Mentre a Milano si aggiungono tre nuovi arresti (di cui due dirigenti del comune) nell’ambito dell’inchiesta del 2015 sui “lingotti d’oro”di Palazzo Marino, a Napoli non è stata l’amministrazione ma la sanità pubblica ad essere finita nel mirino dei pm Henry John Woodcock, Celeste Carrano e Enrica Parascandolo. In questo caso, l’accusa è di presunta tangenti versate per appalti dell’azienda ospedaliera Santobono-Pausillipon da parte della Manutencoop.
Il caso di Milano: mazzette da 100mila euro, orologi e lingotti d’oro. Lo scandalo di Palazzo Marino è scoppiato in realtà ben due anni fa e riguardava il settore dell’edilizia scolastica e dei cantieri di alcune case popolari. Ma da allora le indagini non si sono fermate, e gli inquirenti hanno continuato ad aggiungere sempre nuovi tasselli del puzzle. A finire in manette questa mattina sono stati Massimiliano Ascione, titolare di una posizione organizzativa al Comune, e i due dirigenti Stanislao Innocente e Armando Lomutolo. Secondo quanto ricostruito dalla Procura, i tre indagati “hanno consentito, tra l’altro, di pilotare l’aggiudicazione di alcune gare di appalto bandite a favore del Consorzio Milanese Scarl e delle imprese sue associate”, si legge in una nota della procura, che cita anche “due casi di accertati di concussione”.
Ad confermare tutto agli inquirenti sarebbe stato l’imprenditore Marco Volpi, – finito in carcere nel 2015 per associazione per delinquere con l’ex dirigente Mario Luigi Grillone e gli impiegati Giuseppe Amoroso e Angelo Russo. Proprio Volpi, avrebbe dichiarato di aver consegnato 100mila euro in contanti su costrizione di Ascione per i certificati di stabilità riguardanti l’edilizia pubblica.
A settembre del 2015, quando si era aperta l’inchiesta sul giro di tangenti che girava intorno a oltre sette appalti per la manutenzione delle scuole e delle case Aler della città, i militari del Nucleo di polizia tributaria della Gdf avevano trovato durante le perquisizioni un vero e proprio tesoro nascosto: trentadue lingotti d’oro da un kg, del valore di 32mila euro ciascuno e per un totale di oltre un milione di euro. Sequestrati all’epoca anche 520mila euro in contanti, 19 orologi di pregio e oltre 120 monili e oggetti d’oro.

Dati forniti:
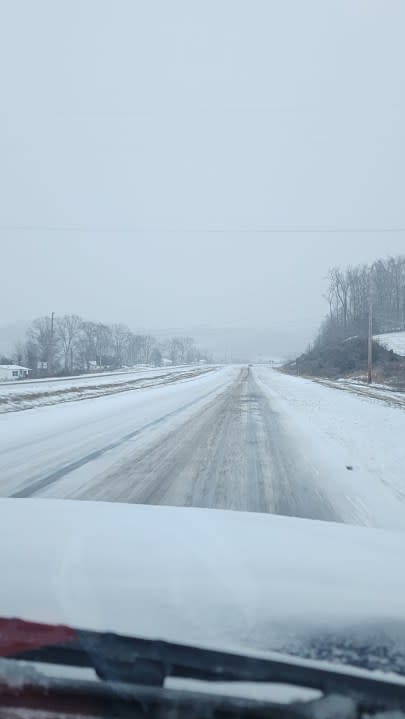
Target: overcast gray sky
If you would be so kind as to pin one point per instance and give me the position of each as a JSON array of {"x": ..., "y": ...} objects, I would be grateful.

Istruzioni del compito: Scrivi il seguito dell'articolo sulle inchieste per tangenti a Milano e Napoli, a partire da dove termina. Il materiale non ha alcun ruolo in questo lavoro.

Risposta scritta:
Ma la lotta alla corruzione non si limita al comune di Milano. Sempre questa mattina, a Napoli sono state accolte dalla Procura almeno 10 ordinanze: una sola di custodia in carcere nei confronti dell’infermiere Giorgio Poziello, cinque ai domiciliari, fra i quali l’avvocato Guglielmo Manna, marito della giudice Anna Scognamiglio, già coinvolta nel filone sulle presunte induzioni indebite alla vigilia della decisione sul l’applicazione della legge Severino al governatore Vincenzo De Luca, e quattro di obbligo di soggiorno, fra i quali figura l’imprenditore napoletano Pietro Coci.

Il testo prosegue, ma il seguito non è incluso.